Start of Source passage
The Medium Review: Well-Done

The world of The Medium begs to be closely examined, to be parsed for small details that begin to paint monsters as something not too dissimilar to humans. Recognizing these similarities, at times, can be even more terrifying than facing an actual grotesque creature. There's something disturbing about being forced to confront the evils that humans can inflict on one another, and recognize how horrific acts of sexual abuse, ethnoreligious discrimination, and physical violence rarely, if ever, result in a singular trauma. The aftereffects of such actions can fester in the heart and mind of victims for years, an unsettling truth that is often glossed over. It's here that The Medium finds the basis for its story, one that leaves a lasting impression

In The Medium, you play as Marianne (voiced by Kelly Burke, who does a fabulous job), a powerful clairvoyant who travels to the Niwa Resort. She goes there in search of Thomas, a man who leaves her a strange message telling her to find and help him, promising that he'll give her the answers she seeks about her past in return. As a medium, Marianne is able to commune with spirits and help them pass on to the afterlife, a skill she's developed working in her foster father's funeral home. To that end, The Medium plays out on two planes of existence: the normal world and the spirit world, the latter of which acts as a twisted reflection of the former.

The spirit world--inspired by the surreal dystopia portrayed in the paintings of Zdzisław Beksiński--is a nightmarish hellscape, one where the doors are made of human skin that you have to slowly carve open with a rusty knife, and the inhabitants are either monstrous creatures or creepy mask-wearing spirits. Even Marianne takes on a new appearance when navigating the spirit world, the sleeve of her kickass jacket (she's so stylishly put together, I'm jealous as hell) and pant leg becoming frayed, as if this version of her is an incomplete, less-human being. But these two depictions of the world are not black and white opposites. Instead, the game posits that they exist as mirrors of one another--one manifesting literally what the other only hints at figuratively. And via this shared window into both perspectives, The Medium is able to explore the trauma of its characters through puzzle-solving and riddles.
End of Source passage
According to the review, where did Marianne develop her skill of helping spirits pass on to the afterlife? The lines that come next play no part in this exercise.
Start of Given information
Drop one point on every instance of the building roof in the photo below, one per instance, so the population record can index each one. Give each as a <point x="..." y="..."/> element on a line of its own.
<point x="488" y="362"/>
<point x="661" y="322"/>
End of Given information
Result for this exercise:
She developed it working in her foster father's funeral home.